Please scale the data from its start through the line containing "[[64, 0, 78, 12], [1, 47, 11, 53]]", keeping every line but multiplying each bounding-box coordinate in the answers by 1.15 and rounding it to a whole number, with halves rounded up. Leave all other text and numbers unchanged.
•••••
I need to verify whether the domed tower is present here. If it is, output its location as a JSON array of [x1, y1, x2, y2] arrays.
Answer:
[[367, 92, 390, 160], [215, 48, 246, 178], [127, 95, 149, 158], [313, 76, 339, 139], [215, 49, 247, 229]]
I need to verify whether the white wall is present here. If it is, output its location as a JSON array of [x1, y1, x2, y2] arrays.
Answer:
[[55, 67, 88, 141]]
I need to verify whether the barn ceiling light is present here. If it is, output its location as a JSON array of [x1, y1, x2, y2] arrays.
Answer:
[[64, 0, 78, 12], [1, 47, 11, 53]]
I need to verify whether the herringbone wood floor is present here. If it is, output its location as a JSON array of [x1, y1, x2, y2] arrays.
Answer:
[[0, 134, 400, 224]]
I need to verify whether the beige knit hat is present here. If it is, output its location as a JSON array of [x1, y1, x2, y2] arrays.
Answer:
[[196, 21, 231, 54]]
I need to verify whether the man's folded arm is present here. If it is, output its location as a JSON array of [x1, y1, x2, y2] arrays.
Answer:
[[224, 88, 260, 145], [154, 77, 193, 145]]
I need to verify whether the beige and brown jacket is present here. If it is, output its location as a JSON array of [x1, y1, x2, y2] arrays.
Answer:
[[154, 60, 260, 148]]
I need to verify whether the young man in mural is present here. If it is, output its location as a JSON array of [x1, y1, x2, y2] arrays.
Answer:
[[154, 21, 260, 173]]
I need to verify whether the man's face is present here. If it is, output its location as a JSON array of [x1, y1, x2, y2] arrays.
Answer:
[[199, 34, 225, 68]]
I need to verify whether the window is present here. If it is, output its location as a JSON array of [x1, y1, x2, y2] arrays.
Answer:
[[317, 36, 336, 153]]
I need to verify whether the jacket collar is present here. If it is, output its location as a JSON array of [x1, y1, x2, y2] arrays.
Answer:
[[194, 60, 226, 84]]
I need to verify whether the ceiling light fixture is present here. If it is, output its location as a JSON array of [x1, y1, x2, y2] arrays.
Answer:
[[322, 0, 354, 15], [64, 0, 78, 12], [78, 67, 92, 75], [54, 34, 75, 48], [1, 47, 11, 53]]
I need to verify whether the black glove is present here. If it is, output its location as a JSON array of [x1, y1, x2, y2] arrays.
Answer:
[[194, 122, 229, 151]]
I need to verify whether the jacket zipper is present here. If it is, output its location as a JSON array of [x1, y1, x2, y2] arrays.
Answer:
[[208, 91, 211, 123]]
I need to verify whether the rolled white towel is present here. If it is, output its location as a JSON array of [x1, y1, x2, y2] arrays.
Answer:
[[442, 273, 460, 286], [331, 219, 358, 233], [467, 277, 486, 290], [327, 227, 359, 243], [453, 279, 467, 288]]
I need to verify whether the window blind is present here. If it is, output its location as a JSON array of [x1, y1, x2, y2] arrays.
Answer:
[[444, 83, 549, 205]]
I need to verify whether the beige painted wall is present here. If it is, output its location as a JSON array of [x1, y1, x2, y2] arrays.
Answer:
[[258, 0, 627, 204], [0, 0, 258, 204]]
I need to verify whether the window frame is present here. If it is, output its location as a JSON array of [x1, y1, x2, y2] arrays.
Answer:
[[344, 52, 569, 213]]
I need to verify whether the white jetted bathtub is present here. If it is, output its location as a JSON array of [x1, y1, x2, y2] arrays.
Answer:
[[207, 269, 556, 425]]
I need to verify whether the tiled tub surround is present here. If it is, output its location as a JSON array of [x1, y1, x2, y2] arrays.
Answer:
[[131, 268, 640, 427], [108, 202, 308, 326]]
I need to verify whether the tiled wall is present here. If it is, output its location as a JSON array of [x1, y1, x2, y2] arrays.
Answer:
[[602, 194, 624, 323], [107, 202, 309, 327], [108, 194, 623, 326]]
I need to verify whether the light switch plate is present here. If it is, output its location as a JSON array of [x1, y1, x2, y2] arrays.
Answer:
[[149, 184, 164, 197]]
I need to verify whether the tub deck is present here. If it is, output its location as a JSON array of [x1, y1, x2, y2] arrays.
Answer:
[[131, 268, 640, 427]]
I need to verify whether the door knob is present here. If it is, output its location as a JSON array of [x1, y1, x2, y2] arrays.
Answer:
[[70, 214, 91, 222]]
•••••
**Final result**
I need to verify whether the domed tower is present here. If it is, output its location as a JSON array of [x1, y1, x2, y2] arrays.
Answer:
[[422, 106, 449, 184], [247, 55, 283, 205], [146, 109, 171, 182], [360, 87, 390, 160], [247, 56, 284, 263]]
I need to verify whether the white wall is present here. If it is, output its location as a JSON array of [x1, y1, x2, y2] arrays.
Answer:
[[63, 77, 101, 162]]
I need to verify whether the barn ceiling light is present here. If it is, output its location as a JSON array of [x1, y1, x2, y2] arrays.
Answer:
[[74, 0, 90, 14], [1, 54, 13, 61]]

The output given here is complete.